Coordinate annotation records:

|---|

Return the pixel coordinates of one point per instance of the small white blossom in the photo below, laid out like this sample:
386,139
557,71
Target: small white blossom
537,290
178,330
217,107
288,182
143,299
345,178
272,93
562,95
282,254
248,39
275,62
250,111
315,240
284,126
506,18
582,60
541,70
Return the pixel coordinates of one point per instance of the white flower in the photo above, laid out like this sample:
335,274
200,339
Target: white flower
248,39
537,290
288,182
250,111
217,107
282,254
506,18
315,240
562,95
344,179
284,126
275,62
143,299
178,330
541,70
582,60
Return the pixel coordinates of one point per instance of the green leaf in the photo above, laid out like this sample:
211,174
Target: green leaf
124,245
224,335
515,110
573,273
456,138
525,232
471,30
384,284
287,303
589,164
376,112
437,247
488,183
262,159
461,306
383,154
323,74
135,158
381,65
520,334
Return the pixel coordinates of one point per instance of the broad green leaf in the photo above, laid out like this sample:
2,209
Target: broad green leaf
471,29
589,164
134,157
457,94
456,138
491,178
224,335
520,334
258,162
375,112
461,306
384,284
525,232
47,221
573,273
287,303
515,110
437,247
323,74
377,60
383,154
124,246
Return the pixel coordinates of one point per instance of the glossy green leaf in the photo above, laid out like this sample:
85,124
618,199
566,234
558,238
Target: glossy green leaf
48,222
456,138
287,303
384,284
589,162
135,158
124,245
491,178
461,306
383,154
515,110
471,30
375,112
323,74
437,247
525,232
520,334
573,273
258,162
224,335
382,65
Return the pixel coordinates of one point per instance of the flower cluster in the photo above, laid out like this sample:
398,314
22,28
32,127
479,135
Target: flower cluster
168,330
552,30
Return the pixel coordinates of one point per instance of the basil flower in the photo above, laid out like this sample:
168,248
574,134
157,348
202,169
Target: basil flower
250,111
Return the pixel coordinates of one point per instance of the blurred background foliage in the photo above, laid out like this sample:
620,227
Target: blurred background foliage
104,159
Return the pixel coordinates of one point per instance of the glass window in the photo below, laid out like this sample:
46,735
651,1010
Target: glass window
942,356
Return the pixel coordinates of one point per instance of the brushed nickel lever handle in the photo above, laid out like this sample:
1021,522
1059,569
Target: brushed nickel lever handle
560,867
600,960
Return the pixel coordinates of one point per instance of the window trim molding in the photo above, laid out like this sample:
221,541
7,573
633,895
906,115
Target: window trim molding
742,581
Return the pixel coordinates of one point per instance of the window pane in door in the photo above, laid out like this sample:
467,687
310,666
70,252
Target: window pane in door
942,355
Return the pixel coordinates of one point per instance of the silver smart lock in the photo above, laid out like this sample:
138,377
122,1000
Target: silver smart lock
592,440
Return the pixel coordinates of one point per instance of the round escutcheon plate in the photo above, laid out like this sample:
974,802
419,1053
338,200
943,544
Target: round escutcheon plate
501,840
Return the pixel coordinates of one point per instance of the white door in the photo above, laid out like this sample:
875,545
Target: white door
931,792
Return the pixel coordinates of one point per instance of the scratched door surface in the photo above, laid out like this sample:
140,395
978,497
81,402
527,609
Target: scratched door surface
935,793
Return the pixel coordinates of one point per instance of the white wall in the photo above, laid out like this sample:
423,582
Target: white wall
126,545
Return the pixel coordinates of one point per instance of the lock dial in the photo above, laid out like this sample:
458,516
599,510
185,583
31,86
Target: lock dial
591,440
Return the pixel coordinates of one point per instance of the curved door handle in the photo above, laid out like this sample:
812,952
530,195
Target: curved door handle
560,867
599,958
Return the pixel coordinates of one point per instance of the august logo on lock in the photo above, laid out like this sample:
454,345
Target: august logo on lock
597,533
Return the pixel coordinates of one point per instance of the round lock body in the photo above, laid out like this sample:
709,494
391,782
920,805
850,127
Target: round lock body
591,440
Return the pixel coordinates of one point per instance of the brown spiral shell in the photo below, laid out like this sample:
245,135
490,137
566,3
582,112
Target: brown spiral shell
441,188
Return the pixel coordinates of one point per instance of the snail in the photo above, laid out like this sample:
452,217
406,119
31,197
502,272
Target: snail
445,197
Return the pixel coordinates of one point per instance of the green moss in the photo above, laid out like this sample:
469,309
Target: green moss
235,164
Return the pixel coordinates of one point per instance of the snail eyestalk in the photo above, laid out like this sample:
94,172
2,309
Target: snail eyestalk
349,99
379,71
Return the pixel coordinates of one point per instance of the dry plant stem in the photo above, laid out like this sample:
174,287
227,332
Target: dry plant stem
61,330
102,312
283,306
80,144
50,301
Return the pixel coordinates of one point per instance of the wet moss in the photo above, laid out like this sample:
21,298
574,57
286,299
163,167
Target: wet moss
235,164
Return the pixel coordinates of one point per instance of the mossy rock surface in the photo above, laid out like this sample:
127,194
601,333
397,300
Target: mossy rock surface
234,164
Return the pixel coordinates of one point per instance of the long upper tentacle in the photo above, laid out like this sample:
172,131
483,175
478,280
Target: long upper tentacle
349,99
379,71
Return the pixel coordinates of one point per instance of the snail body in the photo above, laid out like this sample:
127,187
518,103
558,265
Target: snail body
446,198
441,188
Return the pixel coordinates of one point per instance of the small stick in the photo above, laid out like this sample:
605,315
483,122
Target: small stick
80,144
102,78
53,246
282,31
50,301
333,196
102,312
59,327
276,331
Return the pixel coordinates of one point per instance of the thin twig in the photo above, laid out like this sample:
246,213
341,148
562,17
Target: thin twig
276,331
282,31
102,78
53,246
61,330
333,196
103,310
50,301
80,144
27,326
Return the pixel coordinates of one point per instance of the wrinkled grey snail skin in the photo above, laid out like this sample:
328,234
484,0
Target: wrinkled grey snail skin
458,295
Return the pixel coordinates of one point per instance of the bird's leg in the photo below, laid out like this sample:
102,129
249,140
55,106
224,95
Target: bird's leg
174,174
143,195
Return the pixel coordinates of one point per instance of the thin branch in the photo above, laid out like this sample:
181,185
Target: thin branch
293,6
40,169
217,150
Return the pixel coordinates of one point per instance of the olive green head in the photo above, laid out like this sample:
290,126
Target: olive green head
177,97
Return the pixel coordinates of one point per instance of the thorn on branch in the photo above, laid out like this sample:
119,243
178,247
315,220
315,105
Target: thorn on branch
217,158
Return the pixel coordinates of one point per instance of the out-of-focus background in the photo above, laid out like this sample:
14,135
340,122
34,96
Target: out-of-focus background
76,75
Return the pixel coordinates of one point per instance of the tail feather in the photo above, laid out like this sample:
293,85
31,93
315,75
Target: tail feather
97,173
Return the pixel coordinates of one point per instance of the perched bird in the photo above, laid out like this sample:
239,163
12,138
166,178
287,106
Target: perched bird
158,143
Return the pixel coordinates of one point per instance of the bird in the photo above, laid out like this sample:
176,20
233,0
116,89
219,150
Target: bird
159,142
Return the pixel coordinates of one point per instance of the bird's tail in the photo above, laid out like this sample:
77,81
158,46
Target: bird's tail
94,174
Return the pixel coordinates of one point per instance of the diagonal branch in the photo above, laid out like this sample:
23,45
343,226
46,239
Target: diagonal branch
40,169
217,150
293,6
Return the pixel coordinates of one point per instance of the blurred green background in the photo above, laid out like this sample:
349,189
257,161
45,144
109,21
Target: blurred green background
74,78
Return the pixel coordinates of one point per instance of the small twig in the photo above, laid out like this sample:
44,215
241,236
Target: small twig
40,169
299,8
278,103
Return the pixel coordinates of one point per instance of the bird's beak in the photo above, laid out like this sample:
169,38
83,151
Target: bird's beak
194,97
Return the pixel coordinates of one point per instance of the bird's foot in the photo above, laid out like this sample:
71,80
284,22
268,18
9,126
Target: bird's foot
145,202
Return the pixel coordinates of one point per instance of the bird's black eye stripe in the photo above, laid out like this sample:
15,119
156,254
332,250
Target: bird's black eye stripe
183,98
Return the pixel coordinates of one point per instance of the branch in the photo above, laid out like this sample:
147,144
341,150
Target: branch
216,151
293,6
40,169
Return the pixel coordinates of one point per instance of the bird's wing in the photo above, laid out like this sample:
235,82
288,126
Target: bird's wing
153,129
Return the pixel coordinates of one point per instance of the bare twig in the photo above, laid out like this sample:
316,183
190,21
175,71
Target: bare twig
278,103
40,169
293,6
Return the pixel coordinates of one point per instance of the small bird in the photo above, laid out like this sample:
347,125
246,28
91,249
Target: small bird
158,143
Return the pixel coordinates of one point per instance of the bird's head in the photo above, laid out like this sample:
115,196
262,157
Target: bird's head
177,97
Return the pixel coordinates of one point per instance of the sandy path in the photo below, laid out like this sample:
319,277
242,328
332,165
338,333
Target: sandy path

|---|

_What the exercise asks:_
Transcribe exactly the line containing "the blurred green" and all remaining lines of the material, ending with the last one.

_Answer:_
Return the pixel coordinates of one point per instance of the blurred green background in the photo above, laid out like this sample:
349,189
257,161
45,144
109,21
Target: blurred green background
74,78
Return the pixel coordinates of one point per instance of the small twig in the photo above, laid out like this sample:
44,215
241,236
Target: small twig
40,169
299,8
278,103
Return the pixel coordinates of one point per instance of the bird's beak in the photo above, laid out like this sample:
169,38
83,151
Target: bird's beak
194,97
Return the pixel coordinates of one point per instance of the bird's foot in the photo above, laid out like this sample:
71,80
284,22
268,18
9,126
Target: bird's foot
145,202
Return the pixel coordinates of one point per instance of the bird's black eye stripe in the photo above, laid out like this sample:
15,119
156,254
332,250
Target: bird's black eye stripe
183,98
Return the pixel coordinates of one point per instance of the branch in the photo above, laid out like this sample:
147,144
341,150
Target: branch
216,151
293,6
40,169
Return the pixel coordinates of one point per instance of the bird's wing in the photo above, laid out like this sample:
235,82
288,126
Target: bird's wing
153,129
Return the pixel coordinates of one point per instance of the bare twig in the photo above, laid out like this sample:
316,183
190,21
175,71
Target: bare twig
278,103
40,169
293,6
Return the pixel coordinates of one point per instance of the small bird in the photo above, laid out like this sample:
347,125
246,28
91,249
Target: small bird
158,143
Return the pixel coordinates of one point per instance of the bird's head in the photo above, laid out like this sample:
115,196
262,157
Target: bird's head
177,97
Return the pixel coordinates of one point per instance of the sandy path in the photo below, laid out like this sample:
319,277
242,328
332,165
338,333
Target: sandy path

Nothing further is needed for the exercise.